▸ **QUESTIONS**
**A.** In the article on the BCL11B gene, on which mouse chromosome is the mouse counterpart of BCL11B located?
**B.** Using the article on the BCL11B gene, decide whether each statement agrees with it, and quote the words that settle each one: (i) the specific function of BCL11B has been determined; (ii) in Immunodeficiency 49, B cell and NK cell counts are impaired; (iii) BCL11B has been shown to interact with COUP-TFI.
**C.** Pick up the article on the BCL11B gene after its final sentence and carry it on.

Protein-coding gene in the species Homo sapiens

B-cell lymphoma/leukemia 11B is a protein that in humans is encoded by the BCL11B gene.

== Gene location ==
BCL11B is located on human chromosome 14p32.2. The mouse analogue is called Rit1 or Bcl11b and is located on mouse chromosome 12.

== Function ==

This gene encodes a Cys_{2}His_{2}-type zinc finger protein and is closely related to BCL11A, a gene whose translocation may be associated with B-cell malignancies. The specific function of this gene has not yet been determined, but it could also be involved in some malignancies. Two alternatively spliced transcript variants, which encode distinct isoforms, have been reported.

Research suggests that BCL11B is crucial for ameloblasts (the cells that produce tooth enamel) to form and work properly.

== Interactions ==

BCL11B has been shown to interact with COUP-TFI.

== Pathology ==
BCL11B is closely connected with immune regulation and for so its mutation can lead to a SCID phenotype. This so-called Immunodeficiency 49 (OMIM #617237) is classified as T-B+NK+ SCID. It is characterised by a lack of T lymphocytes and its malfunctioning specifically in proliferative response. On the other hand, B cells and NK cells counts and functions are not impaired. The symptoms of SCID caused by BCL11B mutation - apart from immunity defects - typically include teeth abnormalities, craniofacial dimorphism, different types of dermatitis. As well the intellectual development is significantly impaired. The disease has a very early onset and the only known treatment is hematopoietic stem cell transplantation from a healthy donor. The immunodeficiency has a dominant negative mode of inheritance as all so far described patients with it has been after sequencing identified as heterozygotes in the BCL11B gene.

▸ **GIVEN RECORDS**

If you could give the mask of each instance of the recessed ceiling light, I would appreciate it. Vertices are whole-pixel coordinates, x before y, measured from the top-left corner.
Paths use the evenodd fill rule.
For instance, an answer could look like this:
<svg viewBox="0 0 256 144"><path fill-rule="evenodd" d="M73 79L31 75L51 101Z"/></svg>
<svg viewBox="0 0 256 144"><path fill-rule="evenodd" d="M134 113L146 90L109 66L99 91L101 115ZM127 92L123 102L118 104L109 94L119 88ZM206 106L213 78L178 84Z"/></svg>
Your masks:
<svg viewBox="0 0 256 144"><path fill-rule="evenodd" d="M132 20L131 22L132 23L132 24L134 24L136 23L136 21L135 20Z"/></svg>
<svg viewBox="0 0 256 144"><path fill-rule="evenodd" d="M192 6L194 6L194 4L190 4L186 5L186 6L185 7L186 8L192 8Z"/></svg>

▸ **OUTPUTS IN ORDER**
**A.** Mouse chromosome 12.

**B.**
(i) No: "The specific function of this gene has not yet been determined"
(ii) No: "B cells and NK cells counts and functions are not impaired"
(iii) Yes: "BCL11B has been shown to interact with COUP-TFI"

**C.**
== Research projects ==
A mouse model based study showed, that Bcl11b also plays an important role in pathogenesis of inflammatory bowel disease. Bcl11b gene knock-out in certain T cell population led to development of IBD. The mechanisms behind are supposed to be reduced suppressor activity of T regulatory cells and changes in cytokine environment. Bcl11b is suspected to interact with Foxp3 and IL10 gene promoters and thus impair its suppressive function in the intestines.

Bcl11b (mouse analogue of human BCL11B) has been proven to contribute to malignant growth for example in case of mouse lymphomas. That is suspected to be caused by interaction with p53, a well-known tumor suppressor gene.